BEGIN TEXT PROVIDED

Ongoing concerns of recession, an expected fall in earnings expectations, and sky-high inflation mean the potential returns on luxury stocks could be a boon in what promises to be a difficult year for stock-pickers.
The ability to increase the price of products without losing customers has stood out as a key strength of Europe’s luxury brands, and remains in focus for equity investors even as inflation on the continent eased in December.
“The things they sell don’t really depend on the price that they charge, with the average price of a product at Cartier of $10,000 whether it increases to $11,000 is neither here nor there,” said Nick Clay, head of global equity income at investment manager Redwheel.
These shares have more room to run higher as Chinese consumers hit the shops again and luxury companies flex their pricing power. But with valuations already fairly lofty, investors question how much higher they can go.
LVMH‘s most recent earnings showed a 9% rise in organic sales in the fourth quarter as shoppers in Europe and the United States splurged over the holiday season, helping partly to offset COVID-19 disruptions in China.

END TEXT PROVIDED
BEGIN DATA

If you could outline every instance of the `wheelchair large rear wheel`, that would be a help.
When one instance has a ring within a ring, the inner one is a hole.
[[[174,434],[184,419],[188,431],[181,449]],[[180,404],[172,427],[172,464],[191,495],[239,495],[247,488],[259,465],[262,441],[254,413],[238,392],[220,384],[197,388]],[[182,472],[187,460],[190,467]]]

END DATA

■ TASK INSTRUCTIONS
1 – According to the text on luxury stocks, how much did LVMH's organic sales rise in the fourth quarter?
2 – Output the part of the text on luxury stocks from "The ability to" up to and including "eased in December.".
3 – Pick up the text on luxury stocks after its last sentence and keep writing.
The data has no connection to the text on luxury stocks.

■ PER-TASK OUTPUTS
1 – 9%

2 –
The ability to increase the price of products without losing customers has stood out as a key strength of Europe’s luxury brands, and remains in focus for equity investors even as inflation on the continent eased in December.

3 –
But some analysts focused on the margins, taking some of the shine off the fourth-quarter sales boost. That said, it had little impact on the share price, which has risen by 600% in the last 10 years, compared with a 91% gain in the benchmark STOXX.
“Companies like LVMH have high quality businesses, they compound profits over long periods of time and deliver great returns for shareholders,” said Mark Denham, head of European equities at French asset manager Carmignac.
“It is true that the ratings of these companies have risen so it becomes slightly more asymmetric, but over the long term earnings compounding is the dominant factor.”